Consignes ▸
1. Selon l'extrait sur les vampires, les affirmations (a), (b) et (c) sont-elles exactes ? Répondez par oui ou non et citez à chaque fois les mots décisifs du texte. (a) Les vampires demeurent longtemps auprès des vivants. (b) Les fantômes partagent le même espace que les hommes. (c) Les témoins signalent une terre fraîchement remuée.
2. Recopiez fidèlement le passage de l'extrait sur les vampires compris entre « Leur apparition prend » et « lui d’autres troubles. », inclusivement.

Extrait à lire ▸
▶

1- Des témoignages assurent que des êtres vont et viennent
entre la surface de la terre et ses profondeurs : au cœur des
cimetières, des sépultures s’entrouvrent et dans
le passage ainsi libéré, les vivants et les morts entrent
dans de nouveaux rapports. Ces êtres qui reviennent parmi les
vivants, ne restent guère auprès d’eux et repartent
au bout de quelques heures d’où ils sont venus. Ils s’opposent
en cela aux fantômes qui partagent le même espace que
les hommes même s’ils ne hantent que des lieux en marge
ou abandonnés d’eux. Mais comme les spectres, les vampires
sont des êtres du retour, des revenants.
Leur apparition prend la forme d’un cycle incessant dont les
boucles repassent invariablement par le même point : l’espace
sacré du tombeau. Ordre rassurant, en somme, qui n’inquiéterait
que peu les vivants s’il ne portait en lui d’autres troubles.
Trouble de cet événement improbable, voire impossible,
qui joue avec les limites des pouvoirs humains. De quelle manière,
en effet, « un corps couvert de quatre ou cinq pieds
de terre, n’ayant aucun jeu pour se mouvoir & se débarrasser,
enveloppé de linges, couvert d’ais, peut-il se faire
jour & revenir sur la terre, & y causer les effets que l’on
en raconte ; & comment après cela retourne-t-il en son
premier état, & rentre-t-il sous la terre
» (12), si ce n’est pas le biais
d’une force peu commune. Trouble également du partage
entre le sacré et le profane. Car aussi étrange que
cela paraisse, le passage des vampires dans le monde des vivants est
un acte de profanation. La terre du repos n’est plus dérangée
du dehors, par les vivants, le sens de la menace s’inverse et
monte à présent des profondeurs. L’ordre divin
règne ici-bas mais des bas-fonds gronde une nouvelle contestation.
Ces Apparitions, en vertu de lois physiques et religieuses, ne devraient
pas voir le jour et rester à jamais dans la nuit des tombeaux.
Paradoxalement, c’est le constat que font les témoins
car ils ne mentionnent aucune des traces, une terre fraîchement
remuée, un cercueil béant, qui vérifieraient
la réalité de leur effraction. Comment alors sortir
des « tombeaux sans ouvrir la terre, & comment
y rentrer sans qu’il y paraisse » (13)

◀

Entrées extraites ▸
▶

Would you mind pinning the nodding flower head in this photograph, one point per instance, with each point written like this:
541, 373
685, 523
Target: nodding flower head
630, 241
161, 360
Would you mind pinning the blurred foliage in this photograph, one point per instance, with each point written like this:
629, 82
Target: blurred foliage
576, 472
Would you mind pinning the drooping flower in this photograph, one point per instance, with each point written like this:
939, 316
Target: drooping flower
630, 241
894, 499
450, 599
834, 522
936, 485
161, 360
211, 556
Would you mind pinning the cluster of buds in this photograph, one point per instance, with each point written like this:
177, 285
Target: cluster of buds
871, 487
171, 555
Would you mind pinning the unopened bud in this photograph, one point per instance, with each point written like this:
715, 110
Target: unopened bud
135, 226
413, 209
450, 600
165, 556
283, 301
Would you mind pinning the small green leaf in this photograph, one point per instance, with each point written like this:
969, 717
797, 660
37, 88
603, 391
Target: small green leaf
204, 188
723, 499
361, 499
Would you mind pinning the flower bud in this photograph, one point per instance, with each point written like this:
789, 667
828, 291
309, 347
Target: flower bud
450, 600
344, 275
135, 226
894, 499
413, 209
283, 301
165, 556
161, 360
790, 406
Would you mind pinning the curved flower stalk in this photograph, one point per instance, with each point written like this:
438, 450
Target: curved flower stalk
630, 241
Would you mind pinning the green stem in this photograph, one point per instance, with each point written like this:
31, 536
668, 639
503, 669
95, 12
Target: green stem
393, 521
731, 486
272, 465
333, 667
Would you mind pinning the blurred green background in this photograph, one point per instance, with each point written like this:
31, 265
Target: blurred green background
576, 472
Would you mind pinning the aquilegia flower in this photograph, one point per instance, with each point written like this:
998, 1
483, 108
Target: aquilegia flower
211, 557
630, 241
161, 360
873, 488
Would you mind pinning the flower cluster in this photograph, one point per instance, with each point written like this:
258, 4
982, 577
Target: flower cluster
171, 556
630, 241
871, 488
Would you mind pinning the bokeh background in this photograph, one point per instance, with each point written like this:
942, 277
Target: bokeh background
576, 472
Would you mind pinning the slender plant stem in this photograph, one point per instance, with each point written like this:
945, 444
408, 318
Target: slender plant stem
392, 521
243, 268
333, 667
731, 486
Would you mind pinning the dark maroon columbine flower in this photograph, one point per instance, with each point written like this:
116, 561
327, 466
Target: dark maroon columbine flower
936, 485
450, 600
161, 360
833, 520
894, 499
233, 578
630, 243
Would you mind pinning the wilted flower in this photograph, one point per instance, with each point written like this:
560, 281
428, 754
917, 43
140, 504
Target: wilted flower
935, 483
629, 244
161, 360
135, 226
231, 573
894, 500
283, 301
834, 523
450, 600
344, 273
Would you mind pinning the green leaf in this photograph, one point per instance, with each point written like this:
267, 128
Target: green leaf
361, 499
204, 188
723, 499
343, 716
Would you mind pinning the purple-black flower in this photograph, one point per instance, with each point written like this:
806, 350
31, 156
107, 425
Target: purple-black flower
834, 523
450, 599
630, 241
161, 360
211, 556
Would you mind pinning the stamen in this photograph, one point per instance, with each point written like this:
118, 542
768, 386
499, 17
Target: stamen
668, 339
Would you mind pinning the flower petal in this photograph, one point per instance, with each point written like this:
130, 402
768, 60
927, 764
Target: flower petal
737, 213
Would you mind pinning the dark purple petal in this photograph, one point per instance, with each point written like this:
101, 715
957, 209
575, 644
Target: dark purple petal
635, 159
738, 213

◀
▶

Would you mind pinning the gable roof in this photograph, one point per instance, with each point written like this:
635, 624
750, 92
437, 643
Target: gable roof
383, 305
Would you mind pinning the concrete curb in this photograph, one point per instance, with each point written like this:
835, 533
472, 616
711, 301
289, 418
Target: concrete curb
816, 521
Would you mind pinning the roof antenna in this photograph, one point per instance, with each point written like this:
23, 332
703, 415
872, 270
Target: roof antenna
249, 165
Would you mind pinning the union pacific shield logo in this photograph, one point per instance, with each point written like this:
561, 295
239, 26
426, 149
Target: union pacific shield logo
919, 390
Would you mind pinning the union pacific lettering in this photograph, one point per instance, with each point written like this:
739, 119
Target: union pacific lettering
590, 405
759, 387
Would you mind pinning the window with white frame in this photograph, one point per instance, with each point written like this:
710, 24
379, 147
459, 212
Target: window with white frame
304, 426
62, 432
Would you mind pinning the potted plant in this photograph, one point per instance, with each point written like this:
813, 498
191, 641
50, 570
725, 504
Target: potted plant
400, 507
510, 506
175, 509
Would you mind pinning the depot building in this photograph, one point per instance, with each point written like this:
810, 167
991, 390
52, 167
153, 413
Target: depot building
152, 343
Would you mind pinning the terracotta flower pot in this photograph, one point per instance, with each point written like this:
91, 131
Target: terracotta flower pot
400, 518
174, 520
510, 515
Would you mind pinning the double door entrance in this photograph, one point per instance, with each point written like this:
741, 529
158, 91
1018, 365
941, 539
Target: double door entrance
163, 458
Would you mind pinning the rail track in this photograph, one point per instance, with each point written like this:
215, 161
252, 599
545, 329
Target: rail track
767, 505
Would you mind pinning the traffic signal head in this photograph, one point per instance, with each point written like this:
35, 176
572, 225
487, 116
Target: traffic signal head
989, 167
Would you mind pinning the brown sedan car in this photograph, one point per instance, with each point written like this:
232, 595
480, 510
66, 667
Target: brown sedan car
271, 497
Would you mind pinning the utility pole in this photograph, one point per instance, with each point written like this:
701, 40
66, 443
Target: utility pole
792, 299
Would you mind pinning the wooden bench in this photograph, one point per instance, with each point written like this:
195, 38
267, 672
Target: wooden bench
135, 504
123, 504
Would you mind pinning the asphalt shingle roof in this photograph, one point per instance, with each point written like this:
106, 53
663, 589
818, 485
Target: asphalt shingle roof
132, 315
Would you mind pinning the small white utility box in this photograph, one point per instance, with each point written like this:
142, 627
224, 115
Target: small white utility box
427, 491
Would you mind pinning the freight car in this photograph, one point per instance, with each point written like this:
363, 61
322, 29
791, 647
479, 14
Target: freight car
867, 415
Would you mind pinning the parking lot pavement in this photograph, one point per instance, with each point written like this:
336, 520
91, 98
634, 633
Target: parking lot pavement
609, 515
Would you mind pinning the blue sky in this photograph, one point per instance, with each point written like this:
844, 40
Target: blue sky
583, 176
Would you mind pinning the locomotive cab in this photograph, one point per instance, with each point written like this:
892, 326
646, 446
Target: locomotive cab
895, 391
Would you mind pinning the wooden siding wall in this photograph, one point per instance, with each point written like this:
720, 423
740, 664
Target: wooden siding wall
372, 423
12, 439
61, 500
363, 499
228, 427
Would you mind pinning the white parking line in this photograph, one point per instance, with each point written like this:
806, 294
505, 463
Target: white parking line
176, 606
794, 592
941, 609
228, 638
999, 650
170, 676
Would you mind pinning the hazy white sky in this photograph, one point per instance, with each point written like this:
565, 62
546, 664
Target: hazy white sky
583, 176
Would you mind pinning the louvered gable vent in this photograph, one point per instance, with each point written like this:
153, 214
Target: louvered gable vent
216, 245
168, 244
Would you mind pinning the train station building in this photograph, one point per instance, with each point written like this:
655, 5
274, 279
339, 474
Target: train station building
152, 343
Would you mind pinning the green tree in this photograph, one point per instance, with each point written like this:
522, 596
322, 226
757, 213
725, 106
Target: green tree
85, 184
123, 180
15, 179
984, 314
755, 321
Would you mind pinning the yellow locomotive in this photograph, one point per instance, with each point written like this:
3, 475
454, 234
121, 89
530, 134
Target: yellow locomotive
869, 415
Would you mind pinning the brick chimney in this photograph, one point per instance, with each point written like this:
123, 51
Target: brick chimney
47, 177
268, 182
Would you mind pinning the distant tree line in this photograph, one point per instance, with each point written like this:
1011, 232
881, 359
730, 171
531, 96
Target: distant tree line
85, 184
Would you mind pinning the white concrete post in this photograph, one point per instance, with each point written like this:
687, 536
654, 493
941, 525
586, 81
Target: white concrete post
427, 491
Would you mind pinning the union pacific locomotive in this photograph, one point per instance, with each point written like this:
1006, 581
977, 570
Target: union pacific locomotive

◀

Réponses par consigne ▸
1.
(a) Non : « ne restent guère auprès d’eux et repartent au bout de quelques heures d’où ils sont venus ».
(b) Oui : « aux fantômes qui partagent le même espace que les hommes ».
(c) Non : « ils ne mentionnent aucune des traces, une terre fraîchement remuée, un cercueil béant ».

2.
Leur apparition prend la forme d’un cycle incessant dont les
boucles repassent invariablement par le même point : l’espace
sacré du tombeau. Ordre rassurant, en somme, qui n’inquiéterait
que peu les vivants s’il ne portait en lui d’autres troubles.